Rescale the material below by repeating every line, with each coordinate in the answers multiplied by 1.95 and rounded to a whole number (halves round up). Leave the requests and their sample coordinates unchanged.

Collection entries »
▼▼▼

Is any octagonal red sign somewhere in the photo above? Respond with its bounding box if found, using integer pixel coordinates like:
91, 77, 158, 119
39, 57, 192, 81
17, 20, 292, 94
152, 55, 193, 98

▲▲▲

Written reply »
Is any octagonal red sign somewhere in the photo above? Respond with its bounding box if found, using integer pixel coordinates like:
91, 77, 158, 119
39, 57, 192, 81
17, 20, 292, 94
296, 107, 376, 191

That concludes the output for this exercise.